>> start RECORD LIST
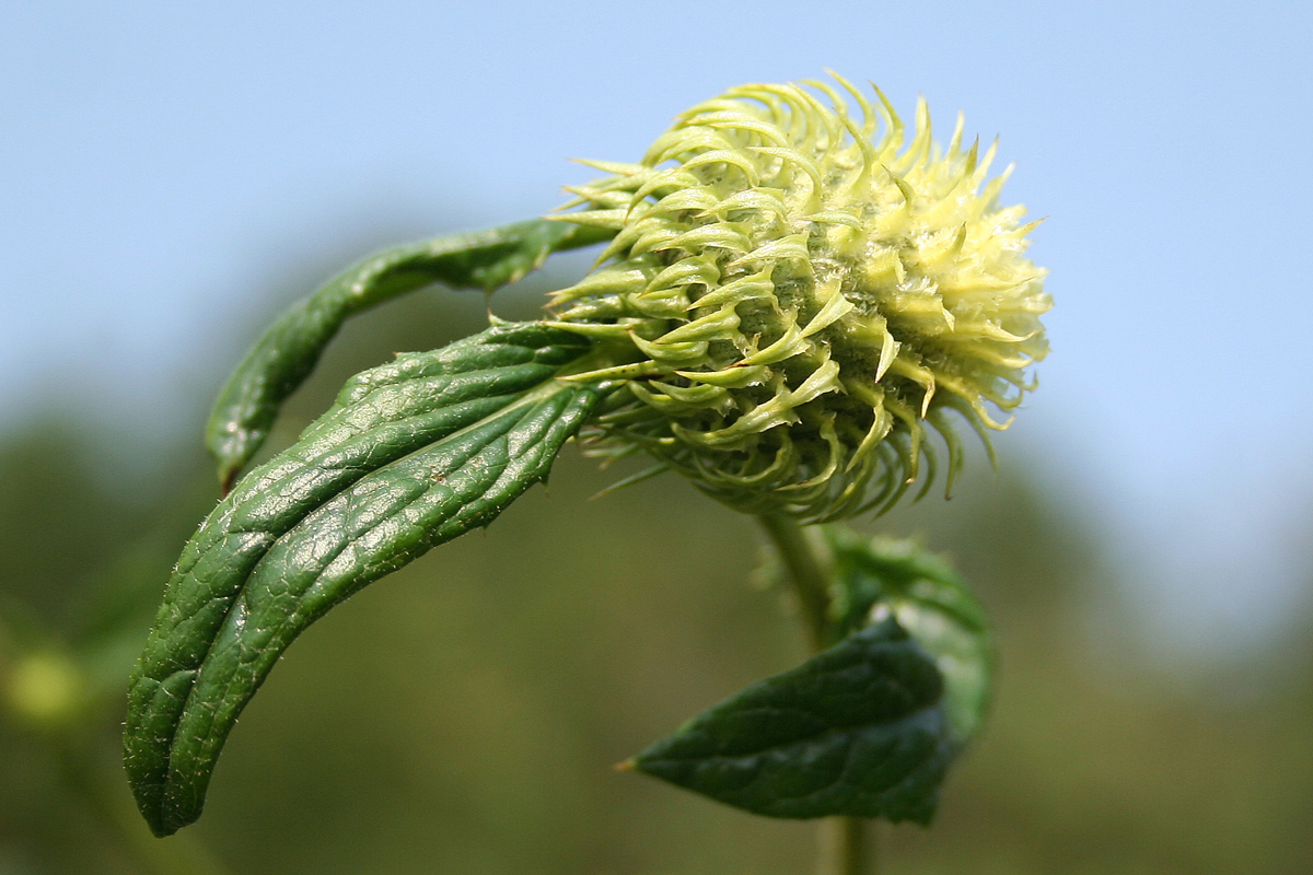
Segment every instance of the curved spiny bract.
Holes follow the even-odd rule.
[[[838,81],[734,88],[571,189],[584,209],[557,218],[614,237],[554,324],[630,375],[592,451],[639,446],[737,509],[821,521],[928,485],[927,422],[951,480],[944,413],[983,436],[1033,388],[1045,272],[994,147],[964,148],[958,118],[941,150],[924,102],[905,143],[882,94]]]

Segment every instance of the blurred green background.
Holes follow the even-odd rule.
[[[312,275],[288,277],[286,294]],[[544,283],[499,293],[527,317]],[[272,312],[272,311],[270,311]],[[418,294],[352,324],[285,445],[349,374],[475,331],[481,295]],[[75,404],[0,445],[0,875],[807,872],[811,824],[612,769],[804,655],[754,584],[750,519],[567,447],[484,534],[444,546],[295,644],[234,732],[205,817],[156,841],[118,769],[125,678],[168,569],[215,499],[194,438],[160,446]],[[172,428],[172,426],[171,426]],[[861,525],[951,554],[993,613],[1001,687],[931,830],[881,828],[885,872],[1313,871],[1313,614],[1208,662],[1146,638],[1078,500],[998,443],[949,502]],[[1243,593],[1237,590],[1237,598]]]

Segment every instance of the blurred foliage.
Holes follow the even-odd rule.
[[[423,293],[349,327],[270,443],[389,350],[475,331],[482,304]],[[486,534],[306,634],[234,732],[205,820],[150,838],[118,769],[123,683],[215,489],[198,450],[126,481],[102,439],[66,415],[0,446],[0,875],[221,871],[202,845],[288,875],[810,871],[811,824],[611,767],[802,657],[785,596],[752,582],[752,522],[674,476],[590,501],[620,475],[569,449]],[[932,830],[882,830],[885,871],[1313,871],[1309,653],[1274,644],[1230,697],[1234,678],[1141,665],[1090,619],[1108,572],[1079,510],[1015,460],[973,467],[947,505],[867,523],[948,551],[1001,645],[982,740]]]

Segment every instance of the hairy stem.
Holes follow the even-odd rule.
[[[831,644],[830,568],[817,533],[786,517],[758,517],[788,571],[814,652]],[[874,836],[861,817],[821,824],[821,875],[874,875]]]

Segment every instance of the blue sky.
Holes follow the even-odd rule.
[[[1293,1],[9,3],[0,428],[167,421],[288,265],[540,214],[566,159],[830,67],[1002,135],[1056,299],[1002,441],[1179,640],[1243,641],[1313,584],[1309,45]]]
>> end RECORD LIST
DIRECTIONS FOR THIS TASK
Copy out the stretch of entries from the line that contains "Segment every instance of the blurred foliage." through the end of the entries, keeping every line unchanged.

RESPONSE
Segment every instance of the blurred foliage.
Holes follow the even-odd rule.
[[[423,293],[349,327],[270,443],[389,350],[475,331],[482,304]],[[486,534],[306,634],[234,732],[205,820],[150,838],[118,769],[123,683],[215,489],[198,450],[126,481],[102,439],[66,415],[0,446],[0,875],[221,871],[202,845],[288,875],[810,871],[811,824],[611,767],[802,657],[785,596],[752,582],[752,522],[674,476],[590,501],[620,475],[569,449]],[[932,830],[882,830],[885,871],[1313,871],[1309,653],[1274,644],[1230,697],[1234,678],[1141,665],[1090,619],[1108,572],[1079,510],[1015,460],[973,467],[947,505],[867,523],[948,551],[1001,645],[982,740]]]

Segment every instance of the hairy stem.
Holes follow the even-odd rule.
[[[831,644],[830,568],[817,533],[786,517],[758,517],[788,571],[814,652]],[[874,836],[861,817],[821,824],[821,875],[874,875]]]

Segment every instance of the blue sky.
Holes follow the even-odd rule.
[[[1293,1],[9,3],[0,428],[167,421],[288,265],[540,214],[566,159],[830,67],[1002,135],[1056,299],[1002,441],[1179,640],[1243,641],[1313,584],[1309,45]]]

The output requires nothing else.